--- Texto del documento ---
☆ ☆ ☆

Los civiles arribaban poco a poco al campamento militar. Algunos no pudieron entrar porque los guardias, tachándolos de politiqueros, lo impidieron. Llegaron, entre otros, Ramiro Valdés Daussá, de la organización Pro Ley y Justicia, y «Pepelín» Leyva y «Willy» Barrientos, del Directorio Estudiantil. Se creyó prudente avisar a Rubén de León y a Carlos Prío, también de la organización universitaria, y Batista pidió que se le avisara al periodista Sergio Carbó, director de la revista La Semana. «Pepelín» fue a avisarle a su casa de 17 e I, en el Vedado. Tocó el timbre de la puerta de los bajos y cuando Carbó se asomó al balcón, gritó desde la acera que Batista le pedía que fuera a Columbia porque ya el golpe estaba andando. «Oiga, ¿usted sabe lo que me está diciendo?», ripostó Carbó. Y Pepelín: «Bueno, si quiere va y si no, no va. Ya yo se lo dije».
Fue Prío quien convenció a Batista de que el objetivo inmediato de aquel movimiento debía ser la toma del poder, pues el pliego de demandas de los alistados, que había seguido engrosándose, no era más que expresión de una rebeldía sin contenido político. Se consiguió que el sargento taquígrafo y sus compañeros asumieran el programa del Directorio y, presidida por Prío, se constituía la Agrupación Revolucionaria de Cuba, conocida también como Junta Revolucionaria de Columbia. La «Proclama de la revolución al pueblo de Cuba» firmada por casi todos los miembros de esa organización presentes en el campamento y por Fulgencio Batista como «sargento jefe de las Fuerzas Armadas de la República» fijó líneas de conducta y anunció la toma del poder.
La Agrupación, decía el documento redactado por Sergio Carbó, surgía para impulsar, de manera integral, las reivindicaciones revolucionarias por las que luchaba el pueblo de Cuba dentro de líneas amplias de democracia y sobre principios de soberanía nacional. Esas reivindicaciones eran la reconstrucción económica de la nación, la convocatoria de una asamblea constituyente, el castigo de los grandes culpables de la dictadura machadista y el respeto a las deudas contraídas por la República.
Precisaba la Proclama: «Por considerar que el actual Gobierno (el de Céspedes) no responde a la demanda urgente de la Revolución, no obstante la buena fe y el patriotismo de sus componentes, la Agrupación se hace cargo de las riendas del poder como Gobierno Provisional Revolucionario, que reasignará el mando sagrado que le confiere el pueblo tan pronto la Asamblea Constituyente, que se ha de convocar, designe el Gobierno constitucional que regirá nuestros destinos hasta las primeras elecciones generales».

☆ ☆ ☆

--- Qué hacer ---
1. Según el texto sobre el golpe en Columbia, ¿quién redactó la Proclama de la Agrupación?
2. Reanuda el texto sobre el golpe en Columbia a partir de su última oración.

☆ ☆ ☆

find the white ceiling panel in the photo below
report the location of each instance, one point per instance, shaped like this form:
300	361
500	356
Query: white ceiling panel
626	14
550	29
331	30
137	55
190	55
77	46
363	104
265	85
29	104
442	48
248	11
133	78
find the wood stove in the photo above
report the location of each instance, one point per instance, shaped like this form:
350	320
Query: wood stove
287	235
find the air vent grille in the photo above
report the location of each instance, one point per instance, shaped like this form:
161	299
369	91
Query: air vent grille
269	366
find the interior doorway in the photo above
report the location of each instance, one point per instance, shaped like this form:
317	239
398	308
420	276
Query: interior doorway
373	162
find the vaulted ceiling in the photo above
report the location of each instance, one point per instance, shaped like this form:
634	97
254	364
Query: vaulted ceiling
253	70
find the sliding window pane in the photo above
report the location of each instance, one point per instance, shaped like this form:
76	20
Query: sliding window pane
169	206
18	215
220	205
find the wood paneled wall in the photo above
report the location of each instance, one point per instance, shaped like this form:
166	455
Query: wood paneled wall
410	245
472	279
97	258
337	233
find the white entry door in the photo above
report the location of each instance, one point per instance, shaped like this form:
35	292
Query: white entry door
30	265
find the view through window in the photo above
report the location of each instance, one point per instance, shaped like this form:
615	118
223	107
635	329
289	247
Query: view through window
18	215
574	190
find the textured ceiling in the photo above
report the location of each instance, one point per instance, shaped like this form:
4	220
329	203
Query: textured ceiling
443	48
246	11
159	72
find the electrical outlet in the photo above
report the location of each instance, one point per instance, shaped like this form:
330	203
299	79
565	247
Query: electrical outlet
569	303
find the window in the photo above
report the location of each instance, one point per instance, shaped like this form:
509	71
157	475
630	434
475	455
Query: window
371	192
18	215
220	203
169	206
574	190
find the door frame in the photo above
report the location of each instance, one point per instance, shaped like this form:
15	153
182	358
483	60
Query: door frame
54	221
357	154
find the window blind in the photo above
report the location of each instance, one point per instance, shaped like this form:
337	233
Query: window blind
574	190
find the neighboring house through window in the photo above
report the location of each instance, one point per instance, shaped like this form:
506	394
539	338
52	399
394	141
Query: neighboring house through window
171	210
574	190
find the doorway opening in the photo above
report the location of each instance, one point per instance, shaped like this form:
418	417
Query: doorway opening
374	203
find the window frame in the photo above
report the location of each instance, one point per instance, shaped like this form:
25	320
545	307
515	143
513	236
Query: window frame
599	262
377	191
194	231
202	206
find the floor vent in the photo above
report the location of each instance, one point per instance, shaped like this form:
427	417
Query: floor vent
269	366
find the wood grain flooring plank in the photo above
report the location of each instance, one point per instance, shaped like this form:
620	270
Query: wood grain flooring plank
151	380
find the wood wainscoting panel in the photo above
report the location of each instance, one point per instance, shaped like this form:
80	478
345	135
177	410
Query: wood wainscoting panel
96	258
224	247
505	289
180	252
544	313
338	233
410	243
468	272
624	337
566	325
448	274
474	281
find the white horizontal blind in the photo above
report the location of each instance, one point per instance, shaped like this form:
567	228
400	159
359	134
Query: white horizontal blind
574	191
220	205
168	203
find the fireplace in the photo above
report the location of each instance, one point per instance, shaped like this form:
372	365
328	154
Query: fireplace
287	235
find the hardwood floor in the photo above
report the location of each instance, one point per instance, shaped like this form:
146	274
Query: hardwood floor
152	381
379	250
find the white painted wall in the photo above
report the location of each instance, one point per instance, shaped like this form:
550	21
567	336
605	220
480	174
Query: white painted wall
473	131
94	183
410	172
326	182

☆ ☆ ☆

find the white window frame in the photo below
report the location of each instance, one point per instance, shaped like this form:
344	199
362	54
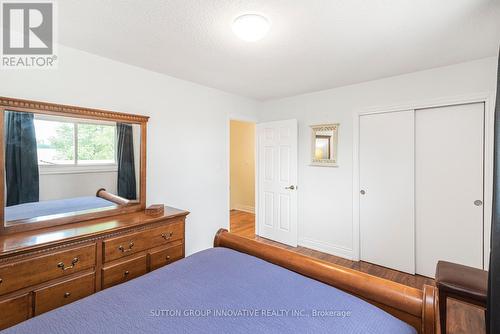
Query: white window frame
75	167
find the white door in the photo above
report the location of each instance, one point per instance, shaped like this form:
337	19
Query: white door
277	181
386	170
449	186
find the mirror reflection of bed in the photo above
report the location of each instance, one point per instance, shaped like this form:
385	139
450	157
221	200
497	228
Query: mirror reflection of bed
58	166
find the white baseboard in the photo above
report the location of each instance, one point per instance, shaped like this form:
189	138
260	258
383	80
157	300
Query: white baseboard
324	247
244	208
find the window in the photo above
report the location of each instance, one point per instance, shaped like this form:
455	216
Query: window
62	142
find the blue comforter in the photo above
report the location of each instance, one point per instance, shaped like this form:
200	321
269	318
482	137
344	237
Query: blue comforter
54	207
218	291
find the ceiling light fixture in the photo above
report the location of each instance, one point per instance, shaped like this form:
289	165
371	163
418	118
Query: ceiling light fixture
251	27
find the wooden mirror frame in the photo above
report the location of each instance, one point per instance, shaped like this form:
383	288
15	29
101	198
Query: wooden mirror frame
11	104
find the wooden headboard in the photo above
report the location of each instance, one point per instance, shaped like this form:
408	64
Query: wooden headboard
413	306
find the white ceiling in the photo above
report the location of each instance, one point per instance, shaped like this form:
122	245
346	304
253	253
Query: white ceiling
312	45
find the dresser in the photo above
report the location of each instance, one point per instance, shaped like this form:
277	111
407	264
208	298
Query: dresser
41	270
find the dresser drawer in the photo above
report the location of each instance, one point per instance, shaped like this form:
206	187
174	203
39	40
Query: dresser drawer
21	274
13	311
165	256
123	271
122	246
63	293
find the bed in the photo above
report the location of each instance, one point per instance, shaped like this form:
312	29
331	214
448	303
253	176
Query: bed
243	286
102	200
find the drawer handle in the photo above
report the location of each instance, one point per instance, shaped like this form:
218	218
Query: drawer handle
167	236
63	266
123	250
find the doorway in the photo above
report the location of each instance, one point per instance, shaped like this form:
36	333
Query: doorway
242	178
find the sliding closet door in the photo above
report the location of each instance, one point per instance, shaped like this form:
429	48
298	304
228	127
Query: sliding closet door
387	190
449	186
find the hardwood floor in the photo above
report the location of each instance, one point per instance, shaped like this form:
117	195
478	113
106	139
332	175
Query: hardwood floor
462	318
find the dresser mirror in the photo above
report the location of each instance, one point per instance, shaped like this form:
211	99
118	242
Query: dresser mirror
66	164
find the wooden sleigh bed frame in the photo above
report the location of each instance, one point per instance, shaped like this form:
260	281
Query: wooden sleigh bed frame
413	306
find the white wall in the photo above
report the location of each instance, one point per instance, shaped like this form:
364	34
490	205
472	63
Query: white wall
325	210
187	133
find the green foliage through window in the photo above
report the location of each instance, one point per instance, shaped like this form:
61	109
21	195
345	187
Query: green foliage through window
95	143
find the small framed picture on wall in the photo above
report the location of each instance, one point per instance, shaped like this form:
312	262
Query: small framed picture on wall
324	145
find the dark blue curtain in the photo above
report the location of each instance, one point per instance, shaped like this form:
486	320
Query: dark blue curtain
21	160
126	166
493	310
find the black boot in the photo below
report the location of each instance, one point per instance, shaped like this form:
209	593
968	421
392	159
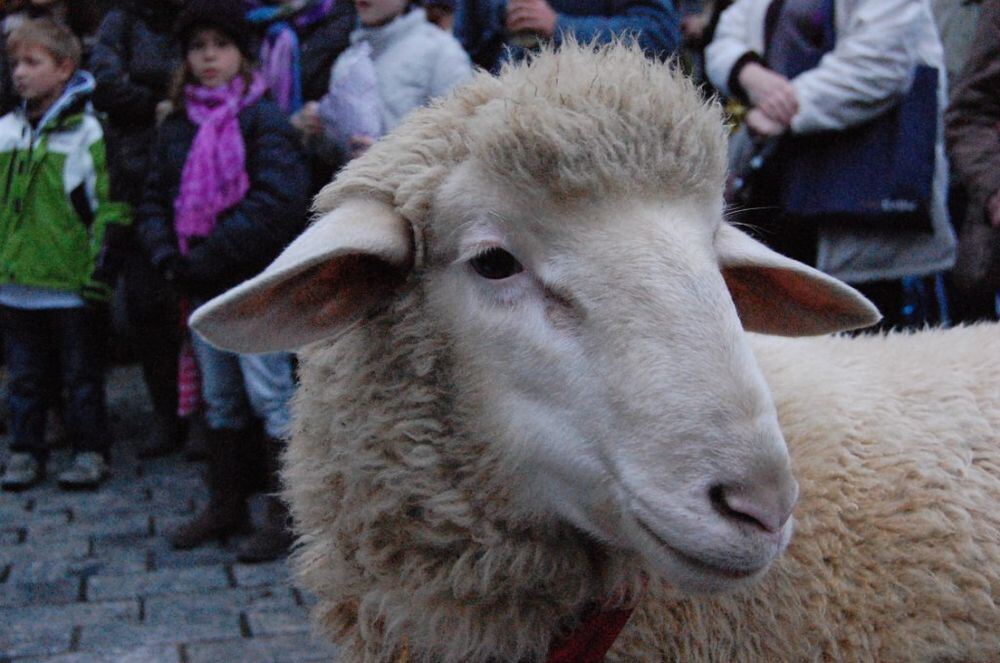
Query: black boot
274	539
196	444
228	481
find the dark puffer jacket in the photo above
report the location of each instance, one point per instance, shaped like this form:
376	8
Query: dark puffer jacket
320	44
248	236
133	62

☆ ☆ ☆

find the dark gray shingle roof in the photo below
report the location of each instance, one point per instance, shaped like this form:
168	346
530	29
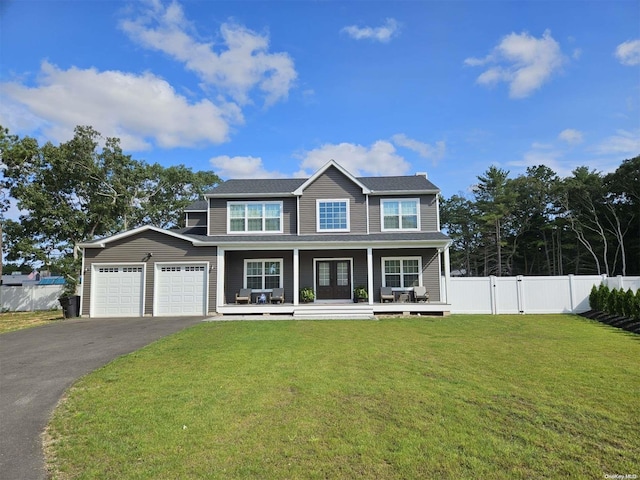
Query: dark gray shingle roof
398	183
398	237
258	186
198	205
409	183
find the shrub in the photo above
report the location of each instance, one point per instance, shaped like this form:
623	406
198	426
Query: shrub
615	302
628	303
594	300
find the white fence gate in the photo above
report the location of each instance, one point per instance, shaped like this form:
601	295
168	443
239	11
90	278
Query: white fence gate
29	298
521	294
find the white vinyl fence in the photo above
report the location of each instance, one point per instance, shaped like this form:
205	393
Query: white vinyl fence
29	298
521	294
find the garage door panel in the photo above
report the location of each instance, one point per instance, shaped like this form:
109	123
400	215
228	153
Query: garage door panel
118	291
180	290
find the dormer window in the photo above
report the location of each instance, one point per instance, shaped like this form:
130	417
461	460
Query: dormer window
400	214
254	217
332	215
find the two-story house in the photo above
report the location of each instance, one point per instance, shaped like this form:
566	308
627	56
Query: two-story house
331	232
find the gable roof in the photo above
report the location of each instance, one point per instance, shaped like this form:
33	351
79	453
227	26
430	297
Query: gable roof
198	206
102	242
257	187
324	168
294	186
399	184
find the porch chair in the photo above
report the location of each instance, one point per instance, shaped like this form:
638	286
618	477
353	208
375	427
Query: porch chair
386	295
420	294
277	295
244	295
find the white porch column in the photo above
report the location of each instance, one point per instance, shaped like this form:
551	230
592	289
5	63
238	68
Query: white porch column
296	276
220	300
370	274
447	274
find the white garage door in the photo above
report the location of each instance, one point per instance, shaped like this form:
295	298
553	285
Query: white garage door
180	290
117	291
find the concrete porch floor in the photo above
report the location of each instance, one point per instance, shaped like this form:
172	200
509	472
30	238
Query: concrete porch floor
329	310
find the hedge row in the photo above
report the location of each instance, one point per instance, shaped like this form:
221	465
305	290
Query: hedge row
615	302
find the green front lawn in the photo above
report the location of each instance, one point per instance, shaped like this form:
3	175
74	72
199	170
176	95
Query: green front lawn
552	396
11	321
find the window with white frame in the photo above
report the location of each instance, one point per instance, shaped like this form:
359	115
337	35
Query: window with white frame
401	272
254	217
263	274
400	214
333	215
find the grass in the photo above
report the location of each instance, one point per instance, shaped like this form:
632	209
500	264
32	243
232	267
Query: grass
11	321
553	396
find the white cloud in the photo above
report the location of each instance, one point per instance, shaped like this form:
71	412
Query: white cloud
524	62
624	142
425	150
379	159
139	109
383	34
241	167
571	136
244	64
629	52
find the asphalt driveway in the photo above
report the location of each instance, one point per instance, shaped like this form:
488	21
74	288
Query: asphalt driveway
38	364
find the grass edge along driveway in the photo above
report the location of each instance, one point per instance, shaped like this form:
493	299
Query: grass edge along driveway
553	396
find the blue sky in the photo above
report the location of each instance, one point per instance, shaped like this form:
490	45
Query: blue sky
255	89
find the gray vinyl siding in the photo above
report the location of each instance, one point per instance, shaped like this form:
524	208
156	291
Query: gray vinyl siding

☆ ☆ ☆

--- Tus respuestas ---
1. Sergio Carbó.

2.
Para alejar el fantasma del caudillismo, se optó por el Gobierno colegiado. Batista aseguró que el Ejército y la Marina acordaban apoyar el Gobierno que decidiera la Agrupación. Cinco figuras conformarían la Comisión Ejecutiva —llamada popularmente Pentarquía—. De estas, a esa hora, estaban ya en Columbia Sergio Carbó y José Miguel Irisarri, y se decidió invitar a los profesores universitarios Ramón Grau San Martín, de Medicina, y Guillermo Portela, de Derecho, a que se sumaran al grupo. Irisarri propuso que Batista fuera el quinto pentarca, pero el prudente sargento dijo que prefería mantenerse en el ejército. Hubo dos propuestas más: Carlos de la Torre, el sabio de los caracoles, y el banquero Porfirio Franca, que ganó por mayoría.
A esa altura solo quedaba la sustitución formal de un Gobierno que había ya dejado de existir. Al presidente Céspedes lo sorprendieron los acontecimientos fuera de La Habana. Regresaba de las provincias centrales, donde evaluó los destrozos del huracán del primero de septiembre, cuando su secretario interceptó la caravana del mandatario en San Francisco de Paula y lo impuso de los sucesos de Columbia. Eran las 11 de la mañana del día 5. Le dijo: «Dice Summer Welles que no haga nada hasta que no hable con él». Porque era el Embajador norteamericano quien, a la caída de Machado, había impuesto en la presidencia a aquel hombre de 62 años de edad, hijo del Padre de la Patria y que, como diplomático, había pasado buena parte de su vida fuera de Cuba, desconectado de los problemas del país.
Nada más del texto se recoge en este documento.